Text section:
'''
No place for 'surveillance' cameras in class
Once students enter the classroom, a face-recognition device automatically tallies their faces with their personal data, completes their sign-in and sign-out procedure, and starts monitoring their behaviors including dozing, playing with mobile phones and even lack of attention.
Isn't that incredible?
China Pharmaceutical University in Nanjing, capital of Jiangsu province, has installed face-recognition systems in some classrooms starting from the new semester, which means playing truant or getting attendance by proxy will become a thing of the past.
On Monday, paper.com.cn quoted the university as saying that it would decide whether to install the face-recognition system in all the classrooms depending on the feedback collected by its educational administration department.
Face recognition is one thing, face monitoring another. By mixing the two, the China Pharmaceutical University administrators would be committing a grave mistake. Capturing students' behaviors including lifting and lowering the head, being absent-minded and dozing in class on camera is not "face recognition". Instead, it constitutes "personal surveillance".
When the students questioned the use of such a device "against" them, a university management official responded by saying: "What we are doing is to make you study harder, yet you still complain. What sort of students are you?"
Classrooms and teaching methods in universities are quite different from those in primary and middle schools. For academic evaluation, colleges and universities use the credit system, under which students achieve the required academic standards, and receive credit points in whatever way they can－which is totally different from primary and middle schools' ranking system, which is based on students' scores.
Under this premise, colleges and universities should follow a relatively tolerant education policy, by laying more emphasis on result-oriented education and paying less attention to the details of the process.
Of course, university students should maintain decorum in class, but they should be subject to procedural norms such as getting a certain percentage of attendance in each semester. Forcing university students to focus more on lessons, as China Pharmaceutical University is trying to do, is not part of the key discipline requirements that universities should put emphasis on to make sure students "behave themselves" in class.
Even if installing a face-recognition device in class to prevent college students from truanting or giving proxy attendance for classmates, to some extent, appears reasonable, the use of such a device to record students' facial expressions, movements and attain other private information about them in real time is unacceptable. The reason: contrary to the apparent aim of prompting students to focus more attention on their lessons, in practice the use of face-recognition devices in classrooms would be counterproductive.
To begin with, treating college students as juveniles is bound to provoke a backlash from them. Worse, classrooms exposed to cameras all the time are inherently repulsive and disturbing to students.
'''
Exercise requirements:
Copy the part of the surveillance cameras text that opens with the words containing "No place for" and closes with "lack of attention.", but change "dozing" to "sleeping". Work only from the surveillance cameras text.

[Collected data entries]
'''
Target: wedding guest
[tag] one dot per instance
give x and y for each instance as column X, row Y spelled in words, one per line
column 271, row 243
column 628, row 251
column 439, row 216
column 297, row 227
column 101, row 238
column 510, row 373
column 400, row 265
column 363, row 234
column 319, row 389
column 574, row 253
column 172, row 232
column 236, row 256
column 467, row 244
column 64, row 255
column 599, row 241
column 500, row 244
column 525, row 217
'''
Solution below:
No place for 'surveillance' cameras in class
Once students enter the classroom, a face-recognition device automatically tallies their faces with their personal data, completes their sign-in and sign-out procedure, and starts monitoring their behaviors including sleeping, playing with mobile phones and even lack of attention.